**Exercise requirements:** Pull out every line in the entries below that contains the string "wooden", and copy each one unchanged.

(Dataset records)
════

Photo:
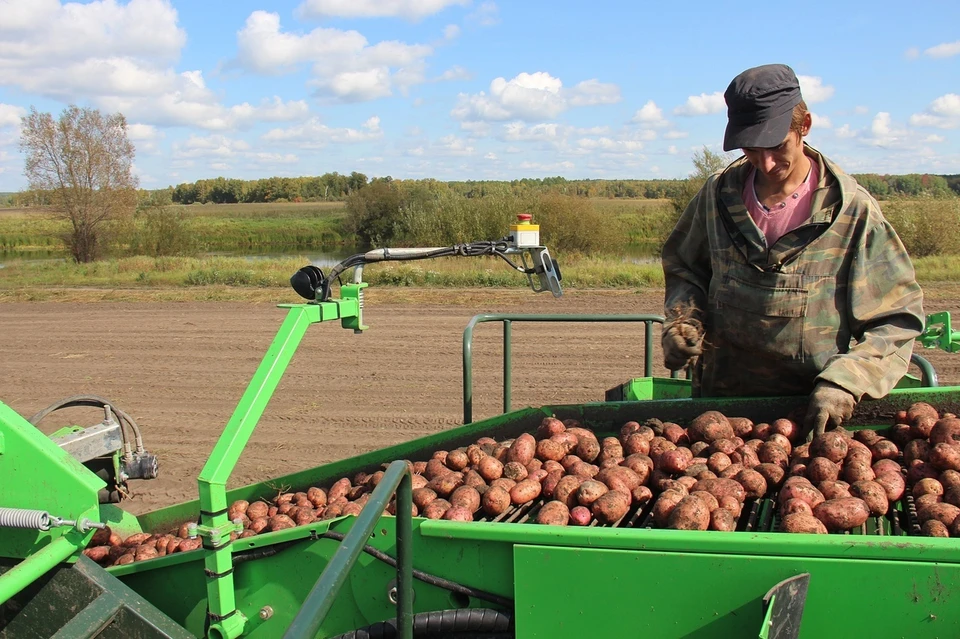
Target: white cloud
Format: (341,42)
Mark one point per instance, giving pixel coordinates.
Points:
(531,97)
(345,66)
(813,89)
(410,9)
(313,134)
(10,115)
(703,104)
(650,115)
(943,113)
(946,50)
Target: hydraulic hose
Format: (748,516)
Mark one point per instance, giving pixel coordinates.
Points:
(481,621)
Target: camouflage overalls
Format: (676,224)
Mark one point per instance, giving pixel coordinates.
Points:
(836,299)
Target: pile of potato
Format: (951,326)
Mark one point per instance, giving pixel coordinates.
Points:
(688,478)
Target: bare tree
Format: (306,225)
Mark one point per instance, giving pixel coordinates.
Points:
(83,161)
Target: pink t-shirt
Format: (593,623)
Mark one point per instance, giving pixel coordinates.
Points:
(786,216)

════

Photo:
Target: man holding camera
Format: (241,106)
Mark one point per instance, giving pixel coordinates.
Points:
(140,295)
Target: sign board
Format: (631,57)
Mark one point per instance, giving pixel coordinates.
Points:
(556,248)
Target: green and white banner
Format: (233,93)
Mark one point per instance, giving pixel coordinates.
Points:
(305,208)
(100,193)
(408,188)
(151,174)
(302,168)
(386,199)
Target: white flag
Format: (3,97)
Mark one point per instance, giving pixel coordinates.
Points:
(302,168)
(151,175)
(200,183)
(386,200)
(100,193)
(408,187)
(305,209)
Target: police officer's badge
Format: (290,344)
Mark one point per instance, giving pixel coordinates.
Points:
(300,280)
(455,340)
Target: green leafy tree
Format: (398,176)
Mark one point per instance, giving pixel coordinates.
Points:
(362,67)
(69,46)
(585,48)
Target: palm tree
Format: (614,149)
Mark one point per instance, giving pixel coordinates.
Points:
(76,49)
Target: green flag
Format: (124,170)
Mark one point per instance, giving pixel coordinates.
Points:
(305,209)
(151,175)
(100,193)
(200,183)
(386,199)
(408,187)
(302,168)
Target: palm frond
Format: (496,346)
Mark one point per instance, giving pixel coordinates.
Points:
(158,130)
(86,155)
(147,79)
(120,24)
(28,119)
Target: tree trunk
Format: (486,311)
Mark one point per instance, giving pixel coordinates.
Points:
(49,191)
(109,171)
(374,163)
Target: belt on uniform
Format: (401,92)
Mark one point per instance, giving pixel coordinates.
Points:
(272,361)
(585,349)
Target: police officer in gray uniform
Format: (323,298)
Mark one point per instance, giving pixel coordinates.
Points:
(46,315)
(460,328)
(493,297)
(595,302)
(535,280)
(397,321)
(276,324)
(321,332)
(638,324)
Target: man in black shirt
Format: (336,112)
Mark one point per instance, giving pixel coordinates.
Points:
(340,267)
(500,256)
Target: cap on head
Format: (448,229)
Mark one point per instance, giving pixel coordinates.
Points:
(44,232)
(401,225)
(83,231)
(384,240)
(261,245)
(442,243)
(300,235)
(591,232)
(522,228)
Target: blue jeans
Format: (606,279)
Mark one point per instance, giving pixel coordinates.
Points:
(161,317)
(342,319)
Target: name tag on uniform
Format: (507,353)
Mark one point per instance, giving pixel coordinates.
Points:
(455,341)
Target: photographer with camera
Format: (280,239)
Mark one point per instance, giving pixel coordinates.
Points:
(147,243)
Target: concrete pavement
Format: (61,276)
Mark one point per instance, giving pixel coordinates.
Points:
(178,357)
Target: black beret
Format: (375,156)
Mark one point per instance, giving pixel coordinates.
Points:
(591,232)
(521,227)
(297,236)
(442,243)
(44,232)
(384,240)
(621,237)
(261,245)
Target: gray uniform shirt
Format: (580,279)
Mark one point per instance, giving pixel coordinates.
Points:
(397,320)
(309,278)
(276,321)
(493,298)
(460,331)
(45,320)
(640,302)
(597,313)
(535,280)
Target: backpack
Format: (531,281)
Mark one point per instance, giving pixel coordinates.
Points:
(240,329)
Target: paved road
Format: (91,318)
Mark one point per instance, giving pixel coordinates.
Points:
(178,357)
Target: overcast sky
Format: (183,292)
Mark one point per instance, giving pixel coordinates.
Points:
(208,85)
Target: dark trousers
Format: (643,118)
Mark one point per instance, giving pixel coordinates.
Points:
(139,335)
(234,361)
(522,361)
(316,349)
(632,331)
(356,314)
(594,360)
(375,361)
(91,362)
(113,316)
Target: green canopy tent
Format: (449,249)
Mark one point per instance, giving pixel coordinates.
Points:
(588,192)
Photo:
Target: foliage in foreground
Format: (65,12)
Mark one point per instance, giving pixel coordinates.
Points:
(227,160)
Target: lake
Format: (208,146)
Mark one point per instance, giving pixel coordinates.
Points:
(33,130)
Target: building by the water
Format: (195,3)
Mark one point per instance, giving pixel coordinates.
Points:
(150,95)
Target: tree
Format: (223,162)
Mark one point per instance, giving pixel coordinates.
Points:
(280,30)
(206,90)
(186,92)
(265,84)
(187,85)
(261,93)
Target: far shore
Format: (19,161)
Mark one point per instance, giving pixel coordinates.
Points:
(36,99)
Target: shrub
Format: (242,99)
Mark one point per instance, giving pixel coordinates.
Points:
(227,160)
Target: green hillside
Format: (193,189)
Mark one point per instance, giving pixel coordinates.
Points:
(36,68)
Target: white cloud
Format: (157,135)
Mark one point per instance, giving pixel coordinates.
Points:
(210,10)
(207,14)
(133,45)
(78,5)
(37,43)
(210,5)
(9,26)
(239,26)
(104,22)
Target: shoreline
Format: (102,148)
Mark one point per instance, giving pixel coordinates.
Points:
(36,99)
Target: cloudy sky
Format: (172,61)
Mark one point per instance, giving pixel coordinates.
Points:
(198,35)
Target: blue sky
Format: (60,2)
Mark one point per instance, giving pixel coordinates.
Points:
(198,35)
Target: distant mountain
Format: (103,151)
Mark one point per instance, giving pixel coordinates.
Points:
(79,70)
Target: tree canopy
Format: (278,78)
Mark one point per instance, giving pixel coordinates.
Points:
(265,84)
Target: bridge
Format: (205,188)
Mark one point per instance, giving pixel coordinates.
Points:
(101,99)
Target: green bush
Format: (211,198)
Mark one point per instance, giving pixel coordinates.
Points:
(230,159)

════

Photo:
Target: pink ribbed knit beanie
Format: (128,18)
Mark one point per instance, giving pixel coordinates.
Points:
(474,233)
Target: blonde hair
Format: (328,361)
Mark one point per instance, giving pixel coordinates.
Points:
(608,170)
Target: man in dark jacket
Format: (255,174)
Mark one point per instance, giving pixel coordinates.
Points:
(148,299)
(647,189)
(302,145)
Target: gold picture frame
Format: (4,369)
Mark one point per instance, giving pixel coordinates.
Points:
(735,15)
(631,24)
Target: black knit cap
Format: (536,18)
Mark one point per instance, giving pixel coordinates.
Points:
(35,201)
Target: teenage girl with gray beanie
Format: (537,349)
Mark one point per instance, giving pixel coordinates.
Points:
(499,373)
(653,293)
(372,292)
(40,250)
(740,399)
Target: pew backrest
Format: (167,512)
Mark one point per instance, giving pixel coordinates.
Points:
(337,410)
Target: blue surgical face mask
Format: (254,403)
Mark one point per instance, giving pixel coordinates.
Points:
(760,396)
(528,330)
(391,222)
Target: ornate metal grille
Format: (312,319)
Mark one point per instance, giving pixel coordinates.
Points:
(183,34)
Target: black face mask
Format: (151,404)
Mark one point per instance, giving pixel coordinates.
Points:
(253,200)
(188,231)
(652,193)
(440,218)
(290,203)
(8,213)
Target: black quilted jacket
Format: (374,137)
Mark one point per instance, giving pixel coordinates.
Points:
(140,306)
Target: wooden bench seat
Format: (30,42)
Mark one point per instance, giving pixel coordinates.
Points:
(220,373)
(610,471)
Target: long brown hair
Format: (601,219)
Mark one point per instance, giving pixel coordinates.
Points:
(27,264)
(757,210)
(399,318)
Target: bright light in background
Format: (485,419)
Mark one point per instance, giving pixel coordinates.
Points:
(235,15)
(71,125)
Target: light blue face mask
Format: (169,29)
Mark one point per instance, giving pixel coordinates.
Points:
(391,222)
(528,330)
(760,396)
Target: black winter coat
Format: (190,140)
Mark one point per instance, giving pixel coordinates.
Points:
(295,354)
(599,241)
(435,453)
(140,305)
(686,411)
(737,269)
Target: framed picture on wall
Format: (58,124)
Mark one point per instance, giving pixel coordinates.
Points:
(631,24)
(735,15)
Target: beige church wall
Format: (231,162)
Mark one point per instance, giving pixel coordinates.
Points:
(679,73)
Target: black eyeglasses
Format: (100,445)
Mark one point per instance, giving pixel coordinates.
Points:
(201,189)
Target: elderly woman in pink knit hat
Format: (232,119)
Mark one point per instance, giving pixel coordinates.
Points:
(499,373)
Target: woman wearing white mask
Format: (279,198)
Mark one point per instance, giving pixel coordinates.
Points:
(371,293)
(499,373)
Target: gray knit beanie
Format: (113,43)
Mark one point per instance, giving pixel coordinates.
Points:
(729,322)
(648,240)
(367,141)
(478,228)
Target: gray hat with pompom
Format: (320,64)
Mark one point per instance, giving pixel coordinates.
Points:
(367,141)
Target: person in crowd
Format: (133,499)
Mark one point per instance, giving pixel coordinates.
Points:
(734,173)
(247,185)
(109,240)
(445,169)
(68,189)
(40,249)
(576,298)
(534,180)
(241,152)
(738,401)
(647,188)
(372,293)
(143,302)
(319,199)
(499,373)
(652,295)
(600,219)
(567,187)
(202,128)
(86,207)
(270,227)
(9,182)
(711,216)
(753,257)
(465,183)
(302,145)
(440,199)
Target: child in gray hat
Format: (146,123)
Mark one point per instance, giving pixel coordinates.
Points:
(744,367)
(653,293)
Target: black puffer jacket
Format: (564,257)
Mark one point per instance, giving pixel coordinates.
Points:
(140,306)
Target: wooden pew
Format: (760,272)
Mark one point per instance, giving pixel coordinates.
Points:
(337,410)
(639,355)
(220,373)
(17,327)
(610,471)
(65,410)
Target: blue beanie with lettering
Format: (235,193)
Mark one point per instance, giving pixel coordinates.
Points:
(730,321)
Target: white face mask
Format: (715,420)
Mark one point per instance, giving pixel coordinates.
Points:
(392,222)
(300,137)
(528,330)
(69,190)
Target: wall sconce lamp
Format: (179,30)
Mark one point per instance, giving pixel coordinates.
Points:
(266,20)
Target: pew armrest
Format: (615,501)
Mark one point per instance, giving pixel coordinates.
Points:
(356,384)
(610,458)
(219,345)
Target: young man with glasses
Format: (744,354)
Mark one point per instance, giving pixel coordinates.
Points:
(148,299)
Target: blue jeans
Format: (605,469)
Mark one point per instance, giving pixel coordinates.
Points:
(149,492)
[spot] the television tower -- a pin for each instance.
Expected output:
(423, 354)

════

**Final result:**
Target: wooden bench seat
Target: wooden pew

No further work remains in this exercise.